#### DO THIS
Copy out all the data, word for word.

Stored dataset items
- - -

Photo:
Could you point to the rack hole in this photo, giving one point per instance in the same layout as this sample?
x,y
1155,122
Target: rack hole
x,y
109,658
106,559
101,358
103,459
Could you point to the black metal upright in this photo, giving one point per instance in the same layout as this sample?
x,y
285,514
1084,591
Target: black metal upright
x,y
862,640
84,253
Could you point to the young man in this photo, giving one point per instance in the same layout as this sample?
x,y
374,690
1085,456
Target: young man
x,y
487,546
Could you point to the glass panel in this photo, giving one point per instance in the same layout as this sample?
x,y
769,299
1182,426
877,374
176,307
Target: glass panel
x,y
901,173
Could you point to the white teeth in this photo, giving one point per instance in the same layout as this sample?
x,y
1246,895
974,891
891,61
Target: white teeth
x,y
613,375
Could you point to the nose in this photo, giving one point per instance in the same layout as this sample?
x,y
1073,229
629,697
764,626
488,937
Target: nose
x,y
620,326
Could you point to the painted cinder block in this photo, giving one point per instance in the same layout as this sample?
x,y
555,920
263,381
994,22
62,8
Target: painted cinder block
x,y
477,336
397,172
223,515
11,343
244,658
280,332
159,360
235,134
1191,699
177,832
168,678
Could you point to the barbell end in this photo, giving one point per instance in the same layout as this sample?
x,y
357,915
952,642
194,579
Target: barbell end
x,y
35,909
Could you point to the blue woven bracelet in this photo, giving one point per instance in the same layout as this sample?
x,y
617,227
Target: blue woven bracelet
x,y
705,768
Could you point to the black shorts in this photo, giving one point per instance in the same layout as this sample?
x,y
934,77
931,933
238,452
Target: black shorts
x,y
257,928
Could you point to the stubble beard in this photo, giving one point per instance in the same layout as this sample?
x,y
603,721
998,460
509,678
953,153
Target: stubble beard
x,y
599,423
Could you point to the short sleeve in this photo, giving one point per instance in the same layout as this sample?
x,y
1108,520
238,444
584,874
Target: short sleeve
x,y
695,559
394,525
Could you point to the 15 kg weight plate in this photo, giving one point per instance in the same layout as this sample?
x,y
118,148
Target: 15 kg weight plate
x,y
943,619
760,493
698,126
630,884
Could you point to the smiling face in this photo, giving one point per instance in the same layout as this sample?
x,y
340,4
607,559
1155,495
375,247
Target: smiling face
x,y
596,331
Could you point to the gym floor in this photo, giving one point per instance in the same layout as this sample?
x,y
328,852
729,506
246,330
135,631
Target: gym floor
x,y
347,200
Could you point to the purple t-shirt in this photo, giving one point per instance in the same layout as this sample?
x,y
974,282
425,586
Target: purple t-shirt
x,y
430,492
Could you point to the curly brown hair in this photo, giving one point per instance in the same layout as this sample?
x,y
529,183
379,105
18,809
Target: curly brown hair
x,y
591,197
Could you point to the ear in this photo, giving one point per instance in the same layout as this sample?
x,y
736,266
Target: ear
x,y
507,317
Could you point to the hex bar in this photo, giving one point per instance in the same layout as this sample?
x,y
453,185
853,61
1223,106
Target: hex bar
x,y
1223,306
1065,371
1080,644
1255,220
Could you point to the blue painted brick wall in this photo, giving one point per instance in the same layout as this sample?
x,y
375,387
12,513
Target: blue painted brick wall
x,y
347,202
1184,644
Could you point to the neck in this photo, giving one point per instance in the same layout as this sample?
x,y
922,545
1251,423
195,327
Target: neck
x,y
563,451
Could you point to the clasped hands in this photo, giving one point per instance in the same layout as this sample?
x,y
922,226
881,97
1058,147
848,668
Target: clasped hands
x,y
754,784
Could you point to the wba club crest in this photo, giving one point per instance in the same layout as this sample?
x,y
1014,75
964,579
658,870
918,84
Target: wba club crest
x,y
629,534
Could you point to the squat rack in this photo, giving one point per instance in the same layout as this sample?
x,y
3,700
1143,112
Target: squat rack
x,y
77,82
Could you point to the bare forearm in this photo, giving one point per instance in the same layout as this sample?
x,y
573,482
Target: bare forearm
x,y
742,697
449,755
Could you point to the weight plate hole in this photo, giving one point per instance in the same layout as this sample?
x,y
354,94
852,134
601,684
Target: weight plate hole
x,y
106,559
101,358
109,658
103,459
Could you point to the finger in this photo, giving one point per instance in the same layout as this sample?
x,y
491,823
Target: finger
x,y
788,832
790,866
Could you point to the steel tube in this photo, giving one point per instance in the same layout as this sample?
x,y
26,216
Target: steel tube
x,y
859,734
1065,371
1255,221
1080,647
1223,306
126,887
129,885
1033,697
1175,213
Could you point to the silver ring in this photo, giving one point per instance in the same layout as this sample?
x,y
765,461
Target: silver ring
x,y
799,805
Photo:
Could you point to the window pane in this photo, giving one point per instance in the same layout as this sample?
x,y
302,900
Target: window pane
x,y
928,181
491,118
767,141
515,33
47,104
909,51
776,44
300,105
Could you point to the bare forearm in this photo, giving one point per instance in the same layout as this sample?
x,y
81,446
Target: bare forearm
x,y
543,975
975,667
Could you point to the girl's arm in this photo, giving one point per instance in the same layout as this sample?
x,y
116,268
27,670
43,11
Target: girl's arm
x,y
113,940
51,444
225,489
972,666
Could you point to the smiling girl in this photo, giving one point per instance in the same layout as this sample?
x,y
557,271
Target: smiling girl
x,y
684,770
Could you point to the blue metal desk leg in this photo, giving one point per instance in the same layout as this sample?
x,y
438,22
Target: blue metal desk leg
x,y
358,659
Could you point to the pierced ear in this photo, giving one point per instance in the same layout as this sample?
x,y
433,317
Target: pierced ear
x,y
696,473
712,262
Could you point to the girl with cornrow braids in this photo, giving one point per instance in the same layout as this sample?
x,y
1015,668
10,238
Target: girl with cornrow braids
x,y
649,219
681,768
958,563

- - -

#### FULL RESPONSE
Photo:
Could you point to the rack hole in this photo, giving one point per instance in the same layout as this sample?
x,y
1155,122
Target: rack hole
x,y
109,658
106,559
101,358
103,459
Could you point to the black metal upright in this photo, giving one point per instance in the same layout as this sample?
x,y
285,514
1084,591
Target: black metal upright
x,y
862,640
84,253
Could you point to the young man in this photo, giving one point per instance in the same layout as this sample?
x,y
374,690
1085,456
Target: young man
x,y
487,546
Could you point to the glass panel in this photo, giving one point per instance in the same layout as this sample?
x,y
769,299
1182,426
877,374
176,307
Target: glass panel
x,y
901,173
Could you point to the white teeth in this photo, giving one point per instance in the same layout as this sample?
x,y
1246,895
974,891
891,61
Target: white teeth
x,y
613,375
Could you point to the nose in this photo, giving one point per instance in the same layout as this sample?
x,y
1073,229
629,697
764,626
488,937
Target: nose
x,y
620,326
Could you point to the painted cinder block in this photo, giving one point per instance in the same layout as this sample?
x,y
555,920
263,381
994,22
62,8
Target: painted cinder block
x,y
477,336
397,172
223,515
11,343
244,658
280,332
159,360
235,134
1191,699
177,832
168,678
Could you point to the barbell end in this photo, giving one point per instance in the same layout as this sample?
x,y
357,915
952,642
194,579
Target: barbell end
x,y
35,909
Could you point to the blue woven bracelet in this photo, giving one point per instance in the same layout as this sample?
x,y
617,227
Target: blue woven bracelet
x,y
705,768
Could you point to the black shorts in this photo, giving one point per instance in the same layout as this sample?
x,y
934,77
931,933
238,452
Target: black shorts
x,y
257,928
Could you point to the stubble beard in this photo, giving one point per instance in the same layout as this sample?
x,y
603,721
998,460
509,678
953,153
Target: stubble beard
x,y
599,423
Could you point to the short sleeve in this photo, giving one point per instance in the same layout as this sample?
x,y
1108,520
238,444
584,874
Target: short sleeve
x,y
695,559
394,525
Could you point to the 15 kg weight plate in this photo, giving one point per instance in the same layout as this sample?
x,y
118,148
Target: 15 kg weight plate
x,y
943,619
760,493
698,126
630,884
Could you point to the smiling face in this photo, giving one point per instance in the same layout as this sample?
x,y
340,4
607,559
1155,495
375,247
Target: smiling face
x,y
596,331
Could you point to the gym floor in this photo, giving one point per instance in the same layout as this sample?
x,y
328,852
729,506
246,330
135,631
Target: gym floor
x,y
347,200
Could you point to the purple t-shirt in this photo, giving one point per instance in the same layout as this sample?
x,y
974,282
425,586
Target: purple t-shirt
x,y
430,492
Could you point to the curly brown hair in this photo, giving one point per instance in the same layout as this sample?
x,y
529,183
379,105
18,809
Target: curly brown hair
x,y
591,197
Could you point to the ear in this photo, giving one point per instance in the same layout as this sample?
x,y
736,266
Target: ear
x,y
507,317
Could you point to the hex bar in this photo, giving one point per instance in the same layout as this sample?
x,y
453,185
853,61
1223,106
Target: hex bar
x,y
1223,306
1065,371
1080,644
1255,220
Could you point to the blue painted brick wall in this photo, giving one point per instance in the same layout as this sample?
x,y
375,387
12,513
Target: blue painted brick wall
x,y
347,202
1184,644
Could you point to the neck in this photo, giving one point per instance in the same layout as this sample?
x,y
922,545
1251,423
195,327
Target: neck
x,y
563,451
Could you point to the clasped hands in this photo, giving one point per instance in the same layout as this sample?
x,y
922,226
881,97
1058,147
848,668
Target: clasped hands
x,y
754,784
Could you point to the wba club crest in this photo, giving one point per instance in the same layout as this sample?
x,y
1014,75
964,579
658,870
918,84
Target: wba club crest
x,y
629,534
Could you point to the squat rack in this photo, giving one point per instance in the same layout as this sample?
x,y
3,700
1143,112
Target: squat rack
x,y
77,82
Could you point to the bare forearm in this photo, giving one point per instance in the same layout as this sample?
x,y
573,482
Target: bare forearm
x,y
742,697
449,755
Could you point to the weight plate hole in this photo, giving one point per instance in the same layout as this sample?
x,y
354,94
852,134
601,684
Target: weight plate hole
x,y
106,559
101,358
109,658
103,459
Could you point to the finger in this photo, giving one point per instance in the same layout as this sample?
x,y
491,823
Target: finger
x,y
788,832
790,866
Could you point to the steel tube in this photo, giving one point per instance in the same layout as this sample?
x,y
26,216
Target: steel tube
x,y
859,734
1065,371
1255,221
1080,647
1223,306
126,887
129,885
1033,697
1175,213
Could you point to the silver ring in this photo, giving one point per instance in the same layout as this sample?
x,y
765,461
Target: silver ring
x,y
799,805
Photo:
Could you point to the window pane in this photo, giving one point per instance in the same layout as this sample?
x,y
302,900
Target: window pane
x,y
928,181
491,118
767,141
515,33
47,104
909,51
776,44
300,105
Could you point to the bare forearm in this photo, giving one point per instance in the same layout as this sample?
x,y
81,446
Target: bare forearm
x,y
543,975
975,667
Could you point to the girl's arm in this photo, giving one point per instance in the same layout as this sample?
x,y
116,268
27,670
43,11
Target: girl's arm
x,y
113,940
51,444
225,489
972,666
Could you point to the smiling girl in this photo, giving one point per instance in the same layout as this sample?
x,y
557,271
Target: smiling girl
x,y
684,770
Could you point to the blue metal desk leg in this photo, giving one point per instance in the same layout as this sample?
x,y
438,22
Target: blue metal desk leg
x,y
358,659
Could you point to the pierced ear in this photo, giving one point per instance in the same layout as this sample?
x,y
433,317
Target: pierced ear
x,y
696,473
712,262
Could you point to the girl with cornrow braids in this photo, giving one point per instance in the same layout as this sample?
x,y
1015,668
10,238
Target: girl with cornrow braids
x,y
649,219
681,768
958,563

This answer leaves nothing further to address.